* _Task inputs_:
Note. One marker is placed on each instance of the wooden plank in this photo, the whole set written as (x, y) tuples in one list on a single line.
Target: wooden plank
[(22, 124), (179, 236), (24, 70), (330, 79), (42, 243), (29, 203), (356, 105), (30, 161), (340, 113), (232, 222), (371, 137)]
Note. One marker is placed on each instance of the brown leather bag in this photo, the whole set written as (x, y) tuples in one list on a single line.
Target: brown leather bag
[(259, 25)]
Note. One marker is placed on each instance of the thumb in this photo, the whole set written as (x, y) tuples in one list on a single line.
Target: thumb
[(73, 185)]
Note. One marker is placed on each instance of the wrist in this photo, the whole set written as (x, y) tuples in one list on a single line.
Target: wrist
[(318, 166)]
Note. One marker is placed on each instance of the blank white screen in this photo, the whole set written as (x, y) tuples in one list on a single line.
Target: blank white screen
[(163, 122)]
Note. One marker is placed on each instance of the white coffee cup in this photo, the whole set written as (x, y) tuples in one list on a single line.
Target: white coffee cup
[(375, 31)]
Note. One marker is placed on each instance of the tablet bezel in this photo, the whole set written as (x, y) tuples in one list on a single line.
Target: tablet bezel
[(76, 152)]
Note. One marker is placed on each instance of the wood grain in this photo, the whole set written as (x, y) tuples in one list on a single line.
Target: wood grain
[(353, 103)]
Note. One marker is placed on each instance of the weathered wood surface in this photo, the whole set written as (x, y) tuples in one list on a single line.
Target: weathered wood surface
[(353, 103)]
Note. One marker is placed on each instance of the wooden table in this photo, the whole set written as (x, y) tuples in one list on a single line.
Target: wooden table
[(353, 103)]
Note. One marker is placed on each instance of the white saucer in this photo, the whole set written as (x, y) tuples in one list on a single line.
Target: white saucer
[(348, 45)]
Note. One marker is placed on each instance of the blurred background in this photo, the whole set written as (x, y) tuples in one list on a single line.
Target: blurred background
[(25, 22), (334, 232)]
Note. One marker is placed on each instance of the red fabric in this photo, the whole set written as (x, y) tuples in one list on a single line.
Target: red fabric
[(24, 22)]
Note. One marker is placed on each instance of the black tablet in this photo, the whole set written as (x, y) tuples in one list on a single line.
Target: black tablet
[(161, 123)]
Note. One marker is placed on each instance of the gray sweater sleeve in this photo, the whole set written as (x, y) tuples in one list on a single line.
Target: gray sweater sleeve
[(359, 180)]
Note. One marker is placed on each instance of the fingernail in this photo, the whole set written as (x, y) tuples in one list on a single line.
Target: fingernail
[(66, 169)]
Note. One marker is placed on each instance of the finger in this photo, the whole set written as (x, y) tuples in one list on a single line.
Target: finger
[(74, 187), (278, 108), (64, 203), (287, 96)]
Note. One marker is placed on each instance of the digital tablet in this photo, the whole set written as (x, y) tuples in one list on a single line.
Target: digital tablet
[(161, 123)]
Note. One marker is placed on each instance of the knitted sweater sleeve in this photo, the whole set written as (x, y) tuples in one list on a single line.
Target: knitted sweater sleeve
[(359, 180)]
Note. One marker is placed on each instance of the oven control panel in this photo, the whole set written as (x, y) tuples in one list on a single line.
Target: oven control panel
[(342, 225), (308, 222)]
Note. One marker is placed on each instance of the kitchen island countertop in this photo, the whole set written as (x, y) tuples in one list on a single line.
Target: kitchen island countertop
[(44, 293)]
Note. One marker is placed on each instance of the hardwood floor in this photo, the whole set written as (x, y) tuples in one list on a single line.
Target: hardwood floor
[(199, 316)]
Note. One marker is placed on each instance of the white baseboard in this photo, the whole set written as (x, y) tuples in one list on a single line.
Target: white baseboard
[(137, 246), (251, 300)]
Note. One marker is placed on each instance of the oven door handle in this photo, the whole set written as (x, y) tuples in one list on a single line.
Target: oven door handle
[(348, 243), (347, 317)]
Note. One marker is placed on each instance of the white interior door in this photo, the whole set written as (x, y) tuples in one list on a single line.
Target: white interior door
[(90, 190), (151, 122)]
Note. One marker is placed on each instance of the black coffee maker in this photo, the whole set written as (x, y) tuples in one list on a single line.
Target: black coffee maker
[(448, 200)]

* _Goal of the exercise_:
Everything in the records above should be written out again exactly.

* _Task answer_:
Note. One marker is placed on each instance of the wooden plank in this photo, the whole set written as (x, y) tuples in one list on a single line.
Target: wooden plank
[(22, 124), (179, 236), (24, 70), (330, 79), (42, 243), (29, 203), (356, 105), (30, 161), (340, 113), (232, 222), (371, 137)]
Note. One marker is placed on each instance of the brown leather bag in this photo, the whole set written as (x, y) tuples in one list on a single line.
Target: brown leather bag
[(259, 25)]
Note. One marker is placed on each instance of the thumb in this photo, the whole set written as (x, y) tuples in one list on a single line.
Target: thumb
[(73, 185)]
Note. One marker is placed on each instance of the wrist in this photo, the whole set written as (x, y) tuples in one list on a single line.
Target: wrist
[(318, 166)]
Note. One marker is placed on each instance of the blank white screen in this photo, the whole set written as (x, y) tuples in one list on a single line.
Target: blank white screen
[(163, 122)]
Note. One marker is placed on each instance of the white coffee cup in this photo, the whole set written as (x, y) tuples in one list on a single line.
Target: white coffee cup
[(375, 31)]
Note. One marker is placed on each instance of the tablet bezel in this photo, the whole set written as (x, y) tuples in one list on a single line.
Target: tablet bezel
[(76, 152)]
Note. One marker is placed on each instance of the wood grain in this photo, the whole set written as (x, y) tuples in one list on a single line.
Target: wood grain
[(353, 103)]
Note. One marker is placed on each instance of the weathered wood surface in this photo, the whole set written as (x, y) tuples in one list on a single line.
Target: weathered wood surface
[(353, 103)]
Note. One marker is placed on each instance of the wooden table in this photo, the whole set written as (x, y) tuples in one list on a single line.
Target: wooden table
[(353, 103)]
Note. One marker is placed on each instance of the white saucer in this photo, the whole set written as (x, y) tuples in one list on a single line.
Target: white saucer
[(348, 45)]
Note. One marker is placed on each instance of the blurred background in this photo, the whole set written as (x, y) tuples in one list on a single line.
Target: blurred background
[(25, 22), (334, 232)]
Note. One marker is placed on each instance of the red fabric in this photo, the whole set written as (x, y) tuples in one list on a single line.
Target: red fabric
[(24, 22)]
Note. One marker is placed on each instance of the black tablet in this photo, the whole set written as (x, y) tuples in one list on a single line.
Target: black tablet
[(161, 123)]
Note. One marker is placed on each instance of the gray sweater sleeve in this photo, the whole set written as (x, y) tuples in one list on a single line.
Target: gray sweater sleeve
[(359, 180)]
Note. One marker is placed on each instance of the fingernail in this photo, the whole set written as (x, y) tuples in one list on a single line.
Target: fingernail
[(66, 169)]
Note. One marker is placed on each instance of the finger in this photo, the whole set written as (x, y) tuples in one list on a single line.
Target: finger
[(74, 187), (278, 108), (64, 203), (287, 96)]
Note. One marker is placed on each instance of the digital tablet in this photo, the whole set written as (x, y) tuples in one list on a single line.
Target: digital tablet
[(161, 123)]
Note. One marker is placed on each instance of the knitted sweater sleeve in this photo, the whole set written as (x, y) tuples in one list on a single line.
Target: knitted sweater sleeve
[(359, 180)]
Note. One marker is placed on each instance of the oven control panel in this photo, the whole set written as (x, y) tuples in one list on a single line.
Target: oven control panel
[(342, 225), (308, 222)]
Note. One marker is placed on each instance of the kitchen island countertop in this photo, the whole set written as (x, y) tuples in one list on a single line.
Target: kitchen island countertop
[(44, 293)]
Note. One marker is placed on each instance of the hardwood floor in this photo, the whole set written as (x, y) tuples in one list on a single line.
Target: hardwood floor
[(199, 316)]
Note. One marker is placed on each instance of the white baseboard in this photo, the whole set written as (x, y) tuples in one list on a single line.
Target: white baseboard
[(137, 246), (251, 300)]
Note. One marker is placed on each instance of the oven door handle in this photo, the whole set written as (x, y) tuples in one list on a single line.
Target: oven door handle
[(348, 243), (347, 317)]
Note. One marker is placed on each instance of the white interior door in this photo, the whole set written as (x, y) tuples in one list on a single line.
Target: white interior door
[(90, 190), (151, 122)]
Note. One marker is placed on each instance of the black coffee maker in this photo, the whole set written as (x, y) tuples in one list on a single line.
Target: black coffee maker
[(448, 200)]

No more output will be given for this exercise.